Document extract:
It took Ben McCollum 15 years to jump to D-I. His next move should come a lot sooner
Drake got the look it wanted to open the second half of its NCAA Tournament second-round game against Texas Tech. But Isaiah Jackson’s runner in the lane banged off the back iron and the Red Raiders were on the go.
The shot was bothered like so many Bulldogs attempts against a stronger, more athletic team. Drake coach Ben McCollum said he believed Thursday’s opponent, Missouri, was more physical, but Tech found a way to impose its will where the Tigers could not.
So advance the Red Raiders to a Sweet 16 date against Arkansas after their 77-64 triumph at Intrust Bank Arena, and move Drake into the unknown when it comes to the future of its first-year coach.
It took McCollum 15 remarkable years at Division II Northwest Missouri State to get what he believed was the ideal job opportunity, coaching a Missouri Valley Conference team in his home state.

Aim A:
Identify each line of the records that contains the word "elephant", and copy those lines.
The text and the records have no connection to each other.

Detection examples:
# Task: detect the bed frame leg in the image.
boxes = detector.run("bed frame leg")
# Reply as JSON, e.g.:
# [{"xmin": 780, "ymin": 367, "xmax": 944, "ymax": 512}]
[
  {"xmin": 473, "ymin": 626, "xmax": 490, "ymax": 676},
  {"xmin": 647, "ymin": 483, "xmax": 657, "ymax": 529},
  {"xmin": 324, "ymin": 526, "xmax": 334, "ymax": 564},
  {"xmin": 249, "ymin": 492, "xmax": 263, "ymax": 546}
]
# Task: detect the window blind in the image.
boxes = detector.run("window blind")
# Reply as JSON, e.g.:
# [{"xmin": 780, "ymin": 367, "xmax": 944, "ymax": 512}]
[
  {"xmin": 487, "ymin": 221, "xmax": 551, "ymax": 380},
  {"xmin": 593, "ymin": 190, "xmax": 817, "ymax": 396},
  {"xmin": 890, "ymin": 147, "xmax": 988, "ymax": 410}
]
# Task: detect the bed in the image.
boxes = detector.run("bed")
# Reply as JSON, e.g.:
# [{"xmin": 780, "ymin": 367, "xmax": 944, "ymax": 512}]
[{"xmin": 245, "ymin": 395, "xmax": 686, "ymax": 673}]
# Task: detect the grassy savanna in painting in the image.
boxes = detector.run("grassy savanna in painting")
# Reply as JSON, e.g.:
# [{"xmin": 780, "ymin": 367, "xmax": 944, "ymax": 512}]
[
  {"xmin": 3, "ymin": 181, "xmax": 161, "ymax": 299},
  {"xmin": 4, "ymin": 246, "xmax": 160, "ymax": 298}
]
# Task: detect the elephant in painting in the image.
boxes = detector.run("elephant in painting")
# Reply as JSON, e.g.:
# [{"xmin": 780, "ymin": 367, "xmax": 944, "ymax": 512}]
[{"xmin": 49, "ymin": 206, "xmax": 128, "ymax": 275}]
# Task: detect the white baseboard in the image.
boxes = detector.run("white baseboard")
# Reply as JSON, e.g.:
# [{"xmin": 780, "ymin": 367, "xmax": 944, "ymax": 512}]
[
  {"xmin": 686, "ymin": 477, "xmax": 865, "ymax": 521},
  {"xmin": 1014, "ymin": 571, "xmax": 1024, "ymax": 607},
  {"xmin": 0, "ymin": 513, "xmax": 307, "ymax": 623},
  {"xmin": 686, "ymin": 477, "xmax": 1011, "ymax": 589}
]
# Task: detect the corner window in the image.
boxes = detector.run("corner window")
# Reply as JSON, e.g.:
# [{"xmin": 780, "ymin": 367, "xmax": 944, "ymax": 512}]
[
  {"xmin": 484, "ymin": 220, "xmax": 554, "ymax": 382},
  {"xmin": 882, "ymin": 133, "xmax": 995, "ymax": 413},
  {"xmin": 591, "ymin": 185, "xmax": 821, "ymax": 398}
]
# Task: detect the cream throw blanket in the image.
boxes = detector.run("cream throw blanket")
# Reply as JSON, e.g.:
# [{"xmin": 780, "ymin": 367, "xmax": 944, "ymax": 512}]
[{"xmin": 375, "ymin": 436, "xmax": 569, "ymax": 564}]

Aim B:
Switch "Red Raiders" to "Texas Tech" and write out the Ben McCollum article again, starting at "It took Ben" and ending at "were on the go.".

Reply A:
# Task: detect the elephant in painting in the image.
boxes = detector.run("elephant in painting")

Reply B:
It took Ben McCollum 15 years to jump to D-I. His next move should come a lot sooner
Drake got the look it wanted to open the second half of its NCAA Tournament second-round game against Texas Tech. But Isaiah Jackson’s runner in the lane banged off the back iron and the Texas Tech were on the go.